SHORT EXERCISE — Please count the lines in the rows below that contain the string "head" and reply with only that number.

SUPPLIED MATERIAL —
'''

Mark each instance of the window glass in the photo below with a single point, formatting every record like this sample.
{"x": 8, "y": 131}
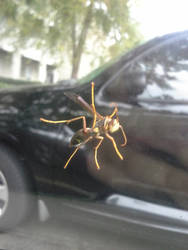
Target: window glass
{"x": 161, "y": 74}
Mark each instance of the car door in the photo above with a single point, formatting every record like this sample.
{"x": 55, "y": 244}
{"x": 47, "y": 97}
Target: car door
{"x": 152, "y": 94}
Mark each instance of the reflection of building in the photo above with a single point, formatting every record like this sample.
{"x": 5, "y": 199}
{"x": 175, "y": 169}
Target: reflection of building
{"x": 29, "y": 65}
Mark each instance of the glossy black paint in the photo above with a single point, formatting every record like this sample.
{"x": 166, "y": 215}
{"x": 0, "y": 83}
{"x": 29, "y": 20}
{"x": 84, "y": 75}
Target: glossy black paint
{"x": 149, "y": 86}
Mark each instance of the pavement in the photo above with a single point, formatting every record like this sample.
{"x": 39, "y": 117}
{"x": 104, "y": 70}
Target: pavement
{"x": 73, "y": 227}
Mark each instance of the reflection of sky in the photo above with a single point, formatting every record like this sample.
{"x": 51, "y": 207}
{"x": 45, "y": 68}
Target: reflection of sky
{"x": 178, "y": 88}
{"x": 176, "y": 109}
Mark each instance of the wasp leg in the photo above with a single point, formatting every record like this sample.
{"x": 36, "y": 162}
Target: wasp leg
{"x": 124, "y": 136}
{"x": 93, "y": 104}
{"x": 74, "y": 152}
{"x": 114, "y": 112}
{"x": 114, "y": 144}
{"x": 69, "y": 121}
{"x": 101, "y": 138}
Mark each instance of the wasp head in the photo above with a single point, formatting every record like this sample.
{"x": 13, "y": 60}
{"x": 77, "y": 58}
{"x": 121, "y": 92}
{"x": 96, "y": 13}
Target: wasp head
{"x": 113, "y": 125}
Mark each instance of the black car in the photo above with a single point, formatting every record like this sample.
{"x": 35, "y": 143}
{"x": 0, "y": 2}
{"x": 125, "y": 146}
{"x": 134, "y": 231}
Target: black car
{"x": 149, "y": 187}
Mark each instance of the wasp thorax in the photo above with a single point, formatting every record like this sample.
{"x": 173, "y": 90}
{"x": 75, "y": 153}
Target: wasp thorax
{"x": 113, "y": 125}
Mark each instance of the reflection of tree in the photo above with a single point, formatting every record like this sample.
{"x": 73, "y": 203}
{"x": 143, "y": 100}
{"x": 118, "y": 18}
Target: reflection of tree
{"x": 160, "y": 67}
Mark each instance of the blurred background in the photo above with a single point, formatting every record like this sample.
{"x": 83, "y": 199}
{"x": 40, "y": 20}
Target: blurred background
{"x": 52, "y": 41}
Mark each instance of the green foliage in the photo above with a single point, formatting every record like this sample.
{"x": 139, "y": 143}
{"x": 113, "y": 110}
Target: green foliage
{"x": 66, "y": 25}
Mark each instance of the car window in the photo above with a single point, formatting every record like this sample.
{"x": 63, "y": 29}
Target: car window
{"x": 160, "y": 74}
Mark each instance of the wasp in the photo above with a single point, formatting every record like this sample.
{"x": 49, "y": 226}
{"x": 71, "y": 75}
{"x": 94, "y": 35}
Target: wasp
{"x": 102, "y": 126}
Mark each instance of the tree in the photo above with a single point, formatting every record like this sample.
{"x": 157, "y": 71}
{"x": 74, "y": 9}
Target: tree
{"x": 66, "y": 25}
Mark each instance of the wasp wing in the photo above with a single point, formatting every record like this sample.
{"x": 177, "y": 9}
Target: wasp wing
{"x": 79, "y": 100}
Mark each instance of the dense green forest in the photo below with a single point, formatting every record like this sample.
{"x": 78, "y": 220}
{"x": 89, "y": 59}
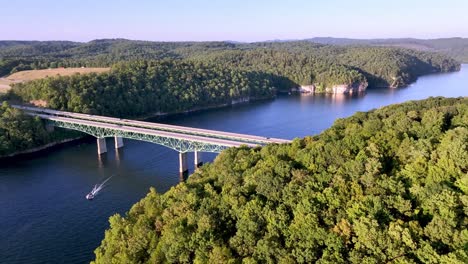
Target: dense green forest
{"x": 294, "y": 63}
{"x": 457, "y": 48}
{"x": 147, "y": 87}
{"x": 389, "y": 185}
{"x": 19, "y": 131}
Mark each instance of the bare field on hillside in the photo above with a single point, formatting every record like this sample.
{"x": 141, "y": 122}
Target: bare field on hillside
{"x": 24, "y": 76}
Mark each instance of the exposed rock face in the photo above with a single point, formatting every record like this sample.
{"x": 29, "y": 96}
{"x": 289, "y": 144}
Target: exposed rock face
{"x": 347, "y": 88}
{"x": 336, "y": 89}
{"x": 240, "y": 100}
{"x": 307, "y": 88}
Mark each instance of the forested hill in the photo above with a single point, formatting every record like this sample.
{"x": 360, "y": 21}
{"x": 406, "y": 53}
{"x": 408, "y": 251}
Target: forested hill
{"x": 457, "y": 48}
{"x": 298, "y": 63}
{"x": 386, "y": 186}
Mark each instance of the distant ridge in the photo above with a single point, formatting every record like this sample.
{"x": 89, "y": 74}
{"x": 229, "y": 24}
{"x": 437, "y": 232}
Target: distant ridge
{"x": 455, "y": 47}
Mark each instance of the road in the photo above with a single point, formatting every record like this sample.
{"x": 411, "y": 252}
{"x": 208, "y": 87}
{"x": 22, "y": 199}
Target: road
{"x": 187, "y": 131}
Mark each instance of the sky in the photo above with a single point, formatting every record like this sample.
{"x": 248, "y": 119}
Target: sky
{"x": 236, "y": 20}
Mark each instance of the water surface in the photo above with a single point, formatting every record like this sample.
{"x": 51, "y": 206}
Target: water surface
{"x": 45, "y": 218}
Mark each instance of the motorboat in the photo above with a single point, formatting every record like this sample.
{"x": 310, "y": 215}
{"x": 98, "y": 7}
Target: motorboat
{"x": 96, "y": 189}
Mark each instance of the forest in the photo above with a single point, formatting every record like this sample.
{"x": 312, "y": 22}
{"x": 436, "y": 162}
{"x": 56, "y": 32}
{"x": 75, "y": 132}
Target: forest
{"x": 135, "y": 89}
{"x": 385, "y": 186}
{"x": 296, "y": 63}
{"x": 20, "y": 132}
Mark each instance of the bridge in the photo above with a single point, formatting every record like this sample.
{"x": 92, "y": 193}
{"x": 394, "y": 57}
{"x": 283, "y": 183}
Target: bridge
{"x": 179, "y": 138}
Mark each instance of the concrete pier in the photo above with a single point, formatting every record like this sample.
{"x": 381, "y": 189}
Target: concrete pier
{"x": 197, "y": 159}
{"x": 50, "y": 128}
{"x": 183, "y": 169}
{"x": 102, "y": 148}
{"x": 118, "y": 142}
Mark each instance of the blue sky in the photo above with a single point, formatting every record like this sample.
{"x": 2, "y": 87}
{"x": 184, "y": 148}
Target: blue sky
{"x": 241, "y": 20}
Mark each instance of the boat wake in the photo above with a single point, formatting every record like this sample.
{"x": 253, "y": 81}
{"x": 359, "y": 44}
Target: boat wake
{"x": 96, "y": 189}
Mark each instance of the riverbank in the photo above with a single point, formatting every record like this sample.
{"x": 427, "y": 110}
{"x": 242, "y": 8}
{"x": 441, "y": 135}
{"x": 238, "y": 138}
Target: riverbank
{"x": 71, "y": 141}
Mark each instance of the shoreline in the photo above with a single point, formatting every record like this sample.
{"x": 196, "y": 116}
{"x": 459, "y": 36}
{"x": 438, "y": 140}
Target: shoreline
{"x": 52, "y": 145}
{"x": 57, "y": 144}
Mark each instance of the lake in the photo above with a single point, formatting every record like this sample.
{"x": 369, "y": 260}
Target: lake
{"x": 45, "y": 218}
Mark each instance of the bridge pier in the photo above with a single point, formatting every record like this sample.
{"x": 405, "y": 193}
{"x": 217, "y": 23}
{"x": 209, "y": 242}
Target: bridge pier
{"x": 50, "y": 128}
{"x": 183, "y": 169}
{"x": 118, "y": 142}
{"x": 102, "y": 147}
{"x": 197, "y": 159}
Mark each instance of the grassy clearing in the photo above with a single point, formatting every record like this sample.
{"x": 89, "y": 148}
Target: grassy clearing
{"x": 24, "y": 76}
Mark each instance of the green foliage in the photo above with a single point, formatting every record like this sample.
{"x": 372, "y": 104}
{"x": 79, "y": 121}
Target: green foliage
{"x": 390, "y": 185}
{"x": 288, "y": 64}
{"x": 145, "y": 87}
{"x": 19, "y": 132}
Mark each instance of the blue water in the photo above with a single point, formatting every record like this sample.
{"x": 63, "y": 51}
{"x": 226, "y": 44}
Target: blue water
{"x": 45, "y": 218}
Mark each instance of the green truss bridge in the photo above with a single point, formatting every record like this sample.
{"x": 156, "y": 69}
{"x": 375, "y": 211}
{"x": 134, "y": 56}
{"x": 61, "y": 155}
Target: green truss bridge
{"x": 179, "y": 138}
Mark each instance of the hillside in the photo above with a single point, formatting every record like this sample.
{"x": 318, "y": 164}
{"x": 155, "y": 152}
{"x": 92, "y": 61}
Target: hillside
{"x": 295, "y": 64}
{"x": 457, "y": 48}
{"x": 389, "y": 185}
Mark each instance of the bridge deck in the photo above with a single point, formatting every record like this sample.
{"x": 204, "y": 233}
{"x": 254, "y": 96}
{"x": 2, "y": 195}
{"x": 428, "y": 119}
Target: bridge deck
{"x": 179, "y": 136}
{"x": 160, "y": 127}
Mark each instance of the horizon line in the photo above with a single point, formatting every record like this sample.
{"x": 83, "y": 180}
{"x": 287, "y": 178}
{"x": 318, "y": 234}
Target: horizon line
{"x": 235, "y": 41}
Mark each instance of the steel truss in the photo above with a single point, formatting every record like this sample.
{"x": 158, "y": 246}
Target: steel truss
{"x": 180, "y": 145}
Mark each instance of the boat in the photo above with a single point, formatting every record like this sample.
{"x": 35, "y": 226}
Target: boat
{"x": 96, "y": 189}
{"x": 93, "y": 192}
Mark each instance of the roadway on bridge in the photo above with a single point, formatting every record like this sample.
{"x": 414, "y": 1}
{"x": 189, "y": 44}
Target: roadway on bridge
{"x": 175, "y": 130}
{"x": 179, "y": 136}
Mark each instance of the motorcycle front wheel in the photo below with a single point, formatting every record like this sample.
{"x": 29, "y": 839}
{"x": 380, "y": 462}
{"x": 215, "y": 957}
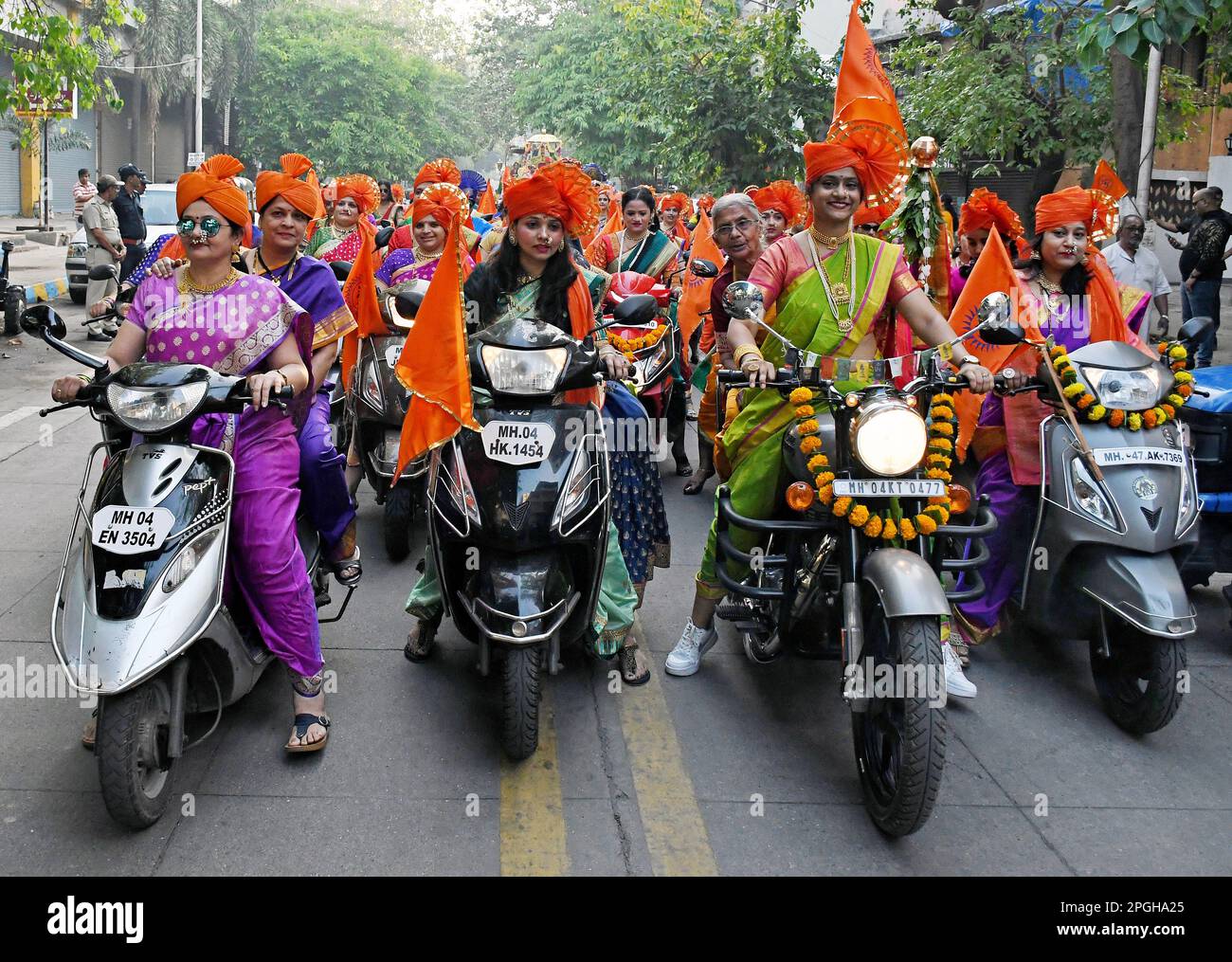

'''

WRITTEN ANSWER — 2